### [Exercise aim]
Extract, verbatim, all lines starting at the one containing "For each instance of the hair" and ending with the final line of the listing, and no others.

Object pointing dataset rows:

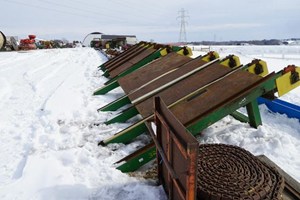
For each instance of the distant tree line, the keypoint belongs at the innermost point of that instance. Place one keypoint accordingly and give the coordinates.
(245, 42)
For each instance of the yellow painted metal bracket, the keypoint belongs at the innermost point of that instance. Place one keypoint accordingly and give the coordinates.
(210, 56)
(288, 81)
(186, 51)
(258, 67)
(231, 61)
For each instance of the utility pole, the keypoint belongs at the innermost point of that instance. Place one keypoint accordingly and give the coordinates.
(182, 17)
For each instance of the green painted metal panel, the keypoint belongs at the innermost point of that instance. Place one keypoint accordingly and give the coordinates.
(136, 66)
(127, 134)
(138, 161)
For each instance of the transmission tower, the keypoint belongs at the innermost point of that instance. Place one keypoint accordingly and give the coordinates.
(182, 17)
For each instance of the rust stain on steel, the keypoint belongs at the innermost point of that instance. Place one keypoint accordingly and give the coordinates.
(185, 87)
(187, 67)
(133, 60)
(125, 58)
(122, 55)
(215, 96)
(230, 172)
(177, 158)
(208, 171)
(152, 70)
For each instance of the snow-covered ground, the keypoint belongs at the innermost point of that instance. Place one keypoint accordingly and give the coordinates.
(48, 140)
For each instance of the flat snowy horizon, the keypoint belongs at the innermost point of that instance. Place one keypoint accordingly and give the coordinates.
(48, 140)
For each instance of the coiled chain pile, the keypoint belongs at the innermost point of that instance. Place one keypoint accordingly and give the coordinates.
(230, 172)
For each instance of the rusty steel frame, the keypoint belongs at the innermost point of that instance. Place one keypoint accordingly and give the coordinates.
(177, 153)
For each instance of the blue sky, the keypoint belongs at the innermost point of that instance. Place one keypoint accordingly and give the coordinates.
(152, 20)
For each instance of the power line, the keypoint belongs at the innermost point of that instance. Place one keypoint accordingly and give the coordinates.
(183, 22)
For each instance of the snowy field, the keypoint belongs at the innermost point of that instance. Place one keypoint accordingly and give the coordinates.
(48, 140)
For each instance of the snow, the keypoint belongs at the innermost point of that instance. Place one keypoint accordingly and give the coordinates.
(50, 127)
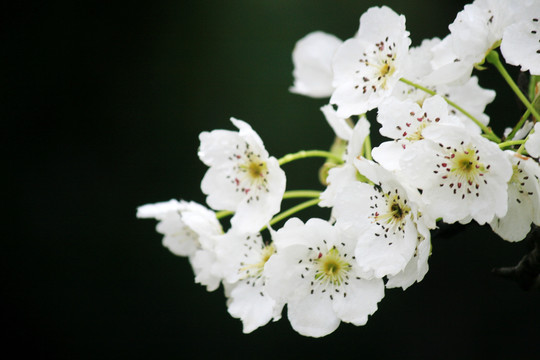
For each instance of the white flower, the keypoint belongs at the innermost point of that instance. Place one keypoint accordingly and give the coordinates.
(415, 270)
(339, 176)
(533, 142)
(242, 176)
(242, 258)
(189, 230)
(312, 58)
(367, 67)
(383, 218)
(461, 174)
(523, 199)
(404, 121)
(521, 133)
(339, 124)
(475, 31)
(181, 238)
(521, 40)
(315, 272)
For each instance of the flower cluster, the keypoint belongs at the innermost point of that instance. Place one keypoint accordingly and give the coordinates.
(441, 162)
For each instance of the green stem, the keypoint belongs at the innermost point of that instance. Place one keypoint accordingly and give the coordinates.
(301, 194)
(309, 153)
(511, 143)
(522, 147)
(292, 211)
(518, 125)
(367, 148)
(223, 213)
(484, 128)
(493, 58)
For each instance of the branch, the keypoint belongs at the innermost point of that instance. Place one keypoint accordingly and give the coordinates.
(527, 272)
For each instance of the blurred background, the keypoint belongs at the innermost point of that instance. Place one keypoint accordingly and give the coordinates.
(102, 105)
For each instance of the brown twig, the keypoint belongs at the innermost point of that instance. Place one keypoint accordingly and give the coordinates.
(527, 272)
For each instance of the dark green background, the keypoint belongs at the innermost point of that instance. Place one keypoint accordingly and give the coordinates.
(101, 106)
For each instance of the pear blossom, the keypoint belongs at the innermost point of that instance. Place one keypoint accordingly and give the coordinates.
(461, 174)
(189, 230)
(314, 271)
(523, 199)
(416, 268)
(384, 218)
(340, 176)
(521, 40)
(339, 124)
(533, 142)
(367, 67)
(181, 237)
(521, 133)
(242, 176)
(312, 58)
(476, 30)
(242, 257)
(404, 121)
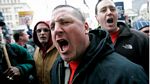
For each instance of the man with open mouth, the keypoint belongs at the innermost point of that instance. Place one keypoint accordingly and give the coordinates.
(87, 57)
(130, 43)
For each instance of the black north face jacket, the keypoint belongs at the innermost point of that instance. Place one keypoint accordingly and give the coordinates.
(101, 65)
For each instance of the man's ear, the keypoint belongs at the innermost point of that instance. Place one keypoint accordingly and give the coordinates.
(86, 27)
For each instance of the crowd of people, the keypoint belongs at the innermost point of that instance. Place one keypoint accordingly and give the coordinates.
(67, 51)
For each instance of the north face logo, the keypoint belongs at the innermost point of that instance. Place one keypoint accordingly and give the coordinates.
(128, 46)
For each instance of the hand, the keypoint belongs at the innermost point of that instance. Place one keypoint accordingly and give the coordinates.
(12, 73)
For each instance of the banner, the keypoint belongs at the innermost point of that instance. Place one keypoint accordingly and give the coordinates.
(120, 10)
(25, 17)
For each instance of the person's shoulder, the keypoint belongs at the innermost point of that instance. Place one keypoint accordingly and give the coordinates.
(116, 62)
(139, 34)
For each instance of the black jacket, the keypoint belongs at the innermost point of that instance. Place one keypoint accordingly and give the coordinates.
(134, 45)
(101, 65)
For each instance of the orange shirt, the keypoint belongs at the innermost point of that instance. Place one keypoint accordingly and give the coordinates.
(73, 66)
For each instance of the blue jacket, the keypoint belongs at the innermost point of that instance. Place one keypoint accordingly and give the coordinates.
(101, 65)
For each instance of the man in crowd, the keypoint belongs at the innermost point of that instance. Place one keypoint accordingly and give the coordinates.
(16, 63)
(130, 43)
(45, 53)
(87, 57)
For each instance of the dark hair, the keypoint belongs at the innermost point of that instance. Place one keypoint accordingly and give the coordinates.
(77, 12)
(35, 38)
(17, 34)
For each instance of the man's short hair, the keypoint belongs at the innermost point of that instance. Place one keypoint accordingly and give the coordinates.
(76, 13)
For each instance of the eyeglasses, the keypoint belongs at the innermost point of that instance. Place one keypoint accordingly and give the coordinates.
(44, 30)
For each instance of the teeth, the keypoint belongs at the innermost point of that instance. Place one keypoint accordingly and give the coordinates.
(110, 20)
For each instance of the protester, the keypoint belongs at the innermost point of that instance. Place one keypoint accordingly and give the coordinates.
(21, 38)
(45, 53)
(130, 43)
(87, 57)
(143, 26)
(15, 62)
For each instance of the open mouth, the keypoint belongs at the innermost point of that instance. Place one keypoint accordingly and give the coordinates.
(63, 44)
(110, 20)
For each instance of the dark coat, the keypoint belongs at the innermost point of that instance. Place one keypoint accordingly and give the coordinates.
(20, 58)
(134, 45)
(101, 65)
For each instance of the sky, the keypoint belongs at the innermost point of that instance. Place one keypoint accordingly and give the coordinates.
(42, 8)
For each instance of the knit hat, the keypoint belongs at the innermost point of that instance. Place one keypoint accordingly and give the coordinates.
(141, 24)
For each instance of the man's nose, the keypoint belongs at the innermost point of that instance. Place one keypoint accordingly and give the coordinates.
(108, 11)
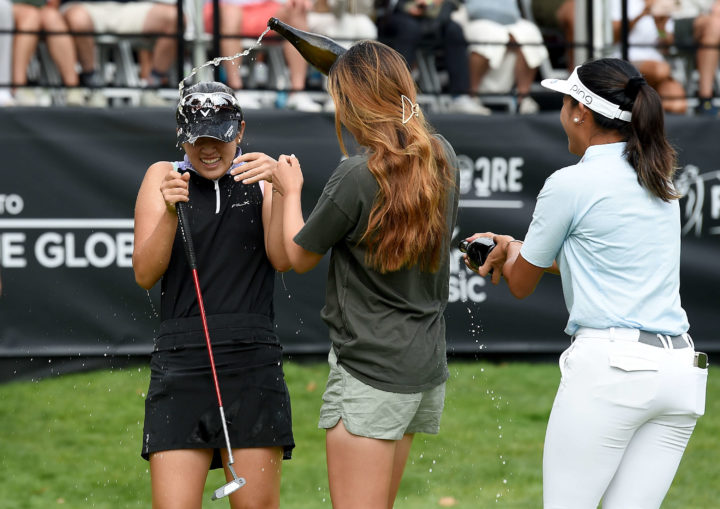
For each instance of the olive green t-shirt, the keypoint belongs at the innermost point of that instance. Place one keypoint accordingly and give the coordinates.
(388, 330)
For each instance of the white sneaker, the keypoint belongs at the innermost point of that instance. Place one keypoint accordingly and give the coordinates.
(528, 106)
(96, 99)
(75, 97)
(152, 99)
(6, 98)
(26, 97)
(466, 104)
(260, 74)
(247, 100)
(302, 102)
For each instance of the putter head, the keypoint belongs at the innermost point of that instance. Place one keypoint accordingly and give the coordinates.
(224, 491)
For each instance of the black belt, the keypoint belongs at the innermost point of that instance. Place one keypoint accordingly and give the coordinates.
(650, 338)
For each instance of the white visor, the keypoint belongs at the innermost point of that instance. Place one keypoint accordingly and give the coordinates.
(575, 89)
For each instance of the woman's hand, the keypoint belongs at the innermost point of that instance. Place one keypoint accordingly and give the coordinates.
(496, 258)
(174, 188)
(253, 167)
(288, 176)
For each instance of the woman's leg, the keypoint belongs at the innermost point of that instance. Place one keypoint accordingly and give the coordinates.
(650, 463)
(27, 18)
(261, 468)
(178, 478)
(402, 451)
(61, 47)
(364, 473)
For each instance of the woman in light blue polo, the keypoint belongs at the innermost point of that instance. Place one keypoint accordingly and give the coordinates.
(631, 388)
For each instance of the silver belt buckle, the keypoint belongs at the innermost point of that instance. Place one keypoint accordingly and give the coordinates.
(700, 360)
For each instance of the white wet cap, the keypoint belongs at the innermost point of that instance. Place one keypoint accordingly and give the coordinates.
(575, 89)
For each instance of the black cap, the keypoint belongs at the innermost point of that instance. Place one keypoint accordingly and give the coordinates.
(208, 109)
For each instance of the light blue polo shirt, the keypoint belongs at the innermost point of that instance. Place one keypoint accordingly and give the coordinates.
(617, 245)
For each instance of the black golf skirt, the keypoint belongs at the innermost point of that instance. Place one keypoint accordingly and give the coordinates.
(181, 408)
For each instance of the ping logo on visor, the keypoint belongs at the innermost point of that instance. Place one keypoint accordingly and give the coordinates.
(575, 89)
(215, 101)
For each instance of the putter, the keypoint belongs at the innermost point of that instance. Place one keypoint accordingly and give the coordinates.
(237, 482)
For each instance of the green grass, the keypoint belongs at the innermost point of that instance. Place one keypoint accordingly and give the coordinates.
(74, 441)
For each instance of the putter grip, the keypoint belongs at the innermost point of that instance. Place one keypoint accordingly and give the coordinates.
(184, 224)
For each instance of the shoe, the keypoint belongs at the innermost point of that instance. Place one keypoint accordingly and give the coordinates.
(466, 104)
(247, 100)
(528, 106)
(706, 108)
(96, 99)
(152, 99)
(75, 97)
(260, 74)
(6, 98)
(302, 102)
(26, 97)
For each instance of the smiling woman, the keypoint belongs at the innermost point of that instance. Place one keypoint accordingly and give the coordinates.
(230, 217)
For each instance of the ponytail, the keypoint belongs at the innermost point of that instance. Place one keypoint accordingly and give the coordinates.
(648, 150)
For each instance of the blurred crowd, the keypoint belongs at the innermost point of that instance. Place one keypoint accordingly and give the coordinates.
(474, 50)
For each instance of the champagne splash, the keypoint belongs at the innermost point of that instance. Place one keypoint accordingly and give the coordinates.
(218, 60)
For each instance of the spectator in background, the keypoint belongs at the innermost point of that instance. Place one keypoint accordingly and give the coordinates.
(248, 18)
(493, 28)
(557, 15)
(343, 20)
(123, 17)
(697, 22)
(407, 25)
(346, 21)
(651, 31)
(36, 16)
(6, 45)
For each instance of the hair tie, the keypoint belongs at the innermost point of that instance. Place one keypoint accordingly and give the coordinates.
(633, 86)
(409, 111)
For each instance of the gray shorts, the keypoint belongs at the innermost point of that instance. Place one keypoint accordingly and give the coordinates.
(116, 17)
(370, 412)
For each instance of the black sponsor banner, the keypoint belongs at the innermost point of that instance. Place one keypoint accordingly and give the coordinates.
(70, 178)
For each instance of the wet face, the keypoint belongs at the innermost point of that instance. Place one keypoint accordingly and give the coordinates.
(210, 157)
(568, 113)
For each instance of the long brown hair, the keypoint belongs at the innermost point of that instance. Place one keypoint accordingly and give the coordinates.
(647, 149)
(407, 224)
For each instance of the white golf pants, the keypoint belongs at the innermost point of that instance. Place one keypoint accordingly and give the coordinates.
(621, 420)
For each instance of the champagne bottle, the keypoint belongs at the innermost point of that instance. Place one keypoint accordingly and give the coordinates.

### [Exercise solution]
For each instance of the hair tie, the keypoint belongs at the innermost point of that instance. Place one keypoint accordingly and give the coordinates.
(633, 86)
(409, 111)
For each instance of the gray shorts, the keypoint belongs at the innermost point of that instance. Place one keypoint accordingly and give the coordinates.
(116, 17)
(370, 412)
For each instance of the black sponsor banner, the keypoint belongs at the innermost point of that instance. Place one keypoint accordingly and give the coordinates.
(70, 178)
For each instance of the wet face, the keypoint belongs at the innermost point of that instance. Place one keypoint accordingly and give the coordinates.
(210, 157)
(568, 113)
For each instance of the long brown hair, the keypoint belongs at the innermost point of that instance. Place one keypoint accordingly and give the coordinates.
(647, 149)
(407, 224)
For each instance of the white golf pants, the keypoint belongs at the innermost point of that instance. Place one keypoint accordingly and give the coordinates.
(621, 420)
For each instance of the champagne bottle, the keypoint belongs at the innermost point of that instance. Place one keypoint accordingly and give the coordinates.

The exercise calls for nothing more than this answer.